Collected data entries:
----------
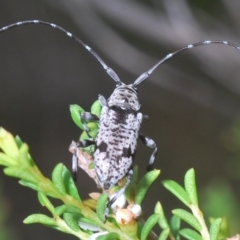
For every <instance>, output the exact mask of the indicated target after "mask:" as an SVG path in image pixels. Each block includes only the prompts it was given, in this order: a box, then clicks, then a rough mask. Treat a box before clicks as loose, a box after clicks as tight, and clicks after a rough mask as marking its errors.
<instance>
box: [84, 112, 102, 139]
mask: <svg viewBox="0 0 240 240" xmlns="http://www.w3.org/2000/svg"><path fill="white" fill-rule="evenodd" d="M80 118H81V120H82V124H83V128H84V130H85V131H86V132H87V134H88V132H89V131H90V130H89V128H88V126H87V122H98V121H99V117H98V116H96V115H94V114H92V113H90V112H83V113H81V115H80ZM89 138H91V137H90V136H89Z"/></svg>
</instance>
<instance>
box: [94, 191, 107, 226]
mask: <svg viewBox="0 0 240 240" xmlns="http://www.w3.org/2000/svg"><path fill="white" fill-rule="evenodd" d="M107 202H108V195H107V194H106V193H102V194H101V195H100V197H99V199H98V201H97V207H96V212H97V215H98V218H99V219H100V220H101V221H102V222H105V221H106V219H105V213H106V206H107Z"/></svg>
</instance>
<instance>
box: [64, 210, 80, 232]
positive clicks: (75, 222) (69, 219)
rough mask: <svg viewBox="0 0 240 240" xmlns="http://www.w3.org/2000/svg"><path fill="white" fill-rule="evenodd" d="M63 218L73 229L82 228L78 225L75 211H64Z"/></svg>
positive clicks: (79, 229) (66, 223) (77, 229)
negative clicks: (70, 212) (73, 211)
mask: <svg viewBox="0 0 240 240" xmlns="http://www.w3.org/2000/svg"><path fill="white" fill-rule="evenodd" d="M63 219H64V221H65V222H66V224H67V225H68V226H69V227H70V228H71V229H72V230H73V231H76V232H77V231H79V230H80V228H79V226H78V223H77V220H76V217H75V214H73V213H64V214H63Z"/></svg>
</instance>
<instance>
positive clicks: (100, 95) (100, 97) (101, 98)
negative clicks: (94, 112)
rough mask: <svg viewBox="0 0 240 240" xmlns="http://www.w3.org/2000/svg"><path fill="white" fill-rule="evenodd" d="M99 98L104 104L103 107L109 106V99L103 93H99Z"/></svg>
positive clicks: (99, 101)
mask: <svg viewBox="0 0 240 240" xmlns="http://www.w3.org/2000/svg"><path fill="white" fill-rule="evenodd" d="M98 100H99V102H100V104H101V105H102V107H104V106H105V107H107V106H108V104H107V100H106V98H105V97H104V96H103V95H101V94H99V95H98Z"/></svg>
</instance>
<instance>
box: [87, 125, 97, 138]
mask: <svg viewBox="0 0 240 240" xmlns="http://www.w3.org/2000/svg"><path fill="white" fill-rule="evenodd" d="M87 126H88V128H89V129H90V131H89V132H88V134H89V135H90V136H91V138H96V137H97V133H98V123H95V122H89V123H88V124H87Z"/></svg>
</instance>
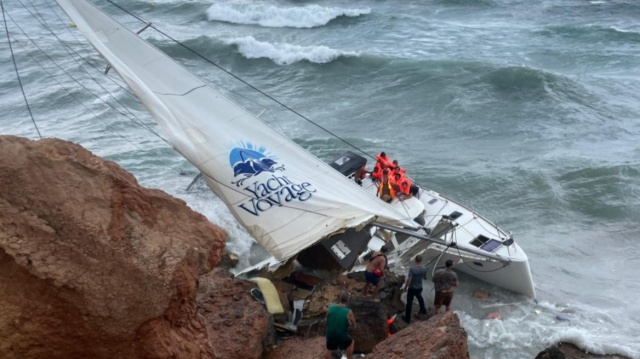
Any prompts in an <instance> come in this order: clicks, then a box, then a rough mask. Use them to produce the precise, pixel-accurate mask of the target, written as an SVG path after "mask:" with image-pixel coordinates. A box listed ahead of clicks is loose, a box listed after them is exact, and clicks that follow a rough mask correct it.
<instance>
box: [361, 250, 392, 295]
mask: <svg viewBox="0 0 640 359" xmlns="http://www.w3.org/2000/svg"><path fill="white" fill-rule="evenodd" d="M388 251H389V249H388V248H387V246H386V245H383V246H382V247H380V251H378V252H374V253H373V256H372V257H371V259H370V260H369V264H367V268H366V269H365V271H364V282H365V284H364V288H362V291H363V292H364V295H365V296H366V295H367V293H369V286H372V287H373V291H372V292H371V299H372V300H373V301H374V302H377V301H379V299H378V298H377V295H378V291H379V290H380V286H379V284H380V278H382V276H383V275H384V267H385V265H386V264H387V256H386V254H387V252H388Z"/></svg>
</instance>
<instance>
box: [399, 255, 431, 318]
mask: <svg viewBox="0 0 640 359" xmlns="http://www.w3.org/2000/svg"><path fill="white" fill-rule="evenodd" d="M423 279H427V267H426V266H423V265H422V256H421V255H417V256H416V264H415V265H414V266H412V267H411V268H409V274H408V275H407V282H406V283H405V285H404V291H405V292H407V307H406V309H405V311H404V316H403V317H402V320H404V321H405V322H407V323H411V310H412V309H413V298H414V297H415V298H417V299H418V304H419V305H420V314H427V308H426V307H425V305H424V299H423V298H422V280H423Z"/></svg>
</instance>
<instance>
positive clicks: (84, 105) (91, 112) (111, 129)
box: [23, 47, 174, 170]
mask: <svg viewBox="0 0 640 359" xmlns="http://www.w3.org/2000/svg"><path fill="white" fill-rule="evenodd" d="M23 48H24V47H23ZM25 50H26V48H25ZM29 57H30V58H31V59H32V60H33V61H34V62H35V63H37V64H38V66H40V68H42V69H43V71H44V72H46V73H47V75H49V77H51V79H52V80H53V81H55V82H56V83H57V84H58V86H60V87H61V88H62V89H64V90H65V91H67V93H68V94H69V95H70V96H71V97H72V98H73V99H74V100H76V102H78V103H79V104H80V105H81V106H82V107H84V108H85V109H86V110H87V111H88V112H90V113H92V114H93V115H94V118H96V119H97V120H98V121H100V122H102V123H103V124H104V125H105V126H106V127H108V128H110V129H111V130H112V131H113V132H115V133H116V134H117V135H118V136H120V137H121V138H122V139H124V140H125V141H126V142H129V144H131V145H132V146H134V147H135V148H138V147H137V146H136V145H135V144H134V143H132V142H131V141H128V140H127V139H126V138H125V137H124V136H123V135H122V134H120V133H119V132H118V131H117V130H115V129H114V128H113V127H112V126H111V125H110V124H108V123H106V122H104V121H102V119H100V116H99V115H97V114H96V113H95V112H93V110H91V109H90V108H88V107H87V106H85V105H84V103H82V101H80V100H79V99H78V98H77V97H76V96H75V95H74V94H73V93H72V92H71V91H70V90H69V89H68V88H66V87H65V86H64V85H62V84H61V83H60V81H58V79H56V78H55V76H53V75H52V74H51V72H49V70H47V68H46V67H45V66H43V65H42V63H40V61H38V60H37V59H36V58H34V57H33V56H31V55H29ZM172 170H174V169H173V168H172Z"/></svg>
----------
• What the task asks: From the entries above, copy every line containing the word "target".

• Response:
For every <instance>, output the exact mask of the indicated target after "mask:" as an SVG path in image pixels. Each block includes only the prompts it was given, in this order: a box, then clicks, then a rough mask. Treat a box before clicks as loose, a box after clicks as tight, and clicks after a rough mask as marking its errors.
Any prompts in an <instance> come in this order: clicks, then a box, then a rough mask. Use them to produce the precise, pixel-accurate mask of the target, written as an SVG path after "mask:" with image-pixel coordinates. A box listed ahead of clicks is loose, a box listed after them is exact, and clicks that follow a rough mask correct it.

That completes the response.